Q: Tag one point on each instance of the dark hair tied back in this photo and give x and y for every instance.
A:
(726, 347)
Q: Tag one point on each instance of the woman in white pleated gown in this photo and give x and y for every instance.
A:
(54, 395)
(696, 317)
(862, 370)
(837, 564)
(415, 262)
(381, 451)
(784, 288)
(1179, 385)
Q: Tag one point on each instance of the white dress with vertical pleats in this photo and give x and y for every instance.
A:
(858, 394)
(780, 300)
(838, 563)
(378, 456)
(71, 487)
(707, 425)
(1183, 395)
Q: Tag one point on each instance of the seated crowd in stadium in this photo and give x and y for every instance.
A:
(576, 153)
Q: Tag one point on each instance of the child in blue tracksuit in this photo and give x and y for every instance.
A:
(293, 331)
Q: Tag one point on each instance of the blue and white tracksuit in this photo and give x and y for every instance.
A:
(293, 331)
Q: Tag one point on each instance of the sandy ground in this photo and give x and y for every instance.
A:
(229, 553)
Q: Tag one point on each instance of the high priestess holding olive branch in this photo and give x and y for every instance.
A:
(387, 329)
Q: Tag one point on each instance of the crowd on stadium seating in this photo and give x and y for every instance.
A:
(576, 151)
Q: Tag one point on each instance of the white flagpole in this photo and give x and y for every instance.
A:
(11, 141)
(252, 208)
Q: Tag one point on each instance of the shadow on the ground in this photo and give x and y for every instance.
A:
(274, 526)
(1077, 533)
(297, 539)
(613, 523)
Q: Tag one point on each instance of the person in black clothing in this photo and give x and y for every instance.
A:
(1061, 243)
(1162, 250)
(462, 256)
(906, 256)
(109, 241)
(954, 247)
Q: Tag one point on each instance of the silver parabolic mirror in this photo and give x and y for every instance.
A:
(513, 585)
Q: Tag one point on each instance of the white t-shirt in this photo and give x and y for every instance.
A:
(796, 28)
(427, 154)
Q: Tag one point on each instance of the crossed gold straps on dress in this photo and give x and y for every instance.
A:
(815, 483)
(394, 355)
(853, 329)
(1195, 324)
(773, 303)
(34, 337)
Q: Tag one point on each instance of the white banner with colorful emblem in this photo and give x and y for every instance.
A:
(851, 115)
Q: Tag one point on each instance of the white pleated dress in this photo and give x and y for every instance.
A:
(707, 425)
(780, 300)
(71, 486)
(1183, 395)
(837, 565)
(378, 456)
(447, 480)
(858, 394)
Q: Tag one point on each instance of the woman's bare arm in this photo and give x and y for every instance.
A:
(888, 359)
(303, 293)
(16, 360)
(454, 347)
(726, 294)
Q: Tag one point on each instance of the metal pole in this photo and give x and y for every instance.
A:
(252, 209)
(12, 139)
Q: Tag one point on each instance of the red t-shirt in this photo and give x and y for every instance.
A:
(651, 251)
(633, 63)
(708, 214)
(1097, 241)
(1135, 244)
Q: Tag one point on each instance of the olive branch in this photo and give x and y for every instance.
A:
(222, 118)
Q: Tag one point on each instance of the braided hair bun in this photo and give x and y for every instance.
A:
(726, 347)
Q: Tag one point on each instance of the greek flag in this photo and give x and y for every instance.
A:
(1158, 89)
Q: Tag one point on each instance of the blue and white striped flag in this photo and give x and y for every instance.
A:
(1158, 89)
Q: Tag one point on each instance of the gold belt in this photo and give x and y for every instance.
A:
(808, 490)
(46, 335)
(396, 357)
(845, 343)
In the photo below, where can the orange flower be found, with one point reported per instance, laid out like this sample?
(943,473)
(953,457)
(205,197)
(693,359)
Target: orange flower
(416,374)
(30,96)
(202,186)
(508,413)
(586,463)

• • •

**Requirement**
Every line of the records above where the string "stadium" is found should be copied.

**Solution below**
Q: Tag one point on each instance of the seated crowd in stadium in this photo and give x and y for every instance.
Q: Tag one point on each instance of the crowd on stadium seating in this photo and give x and y for every instance.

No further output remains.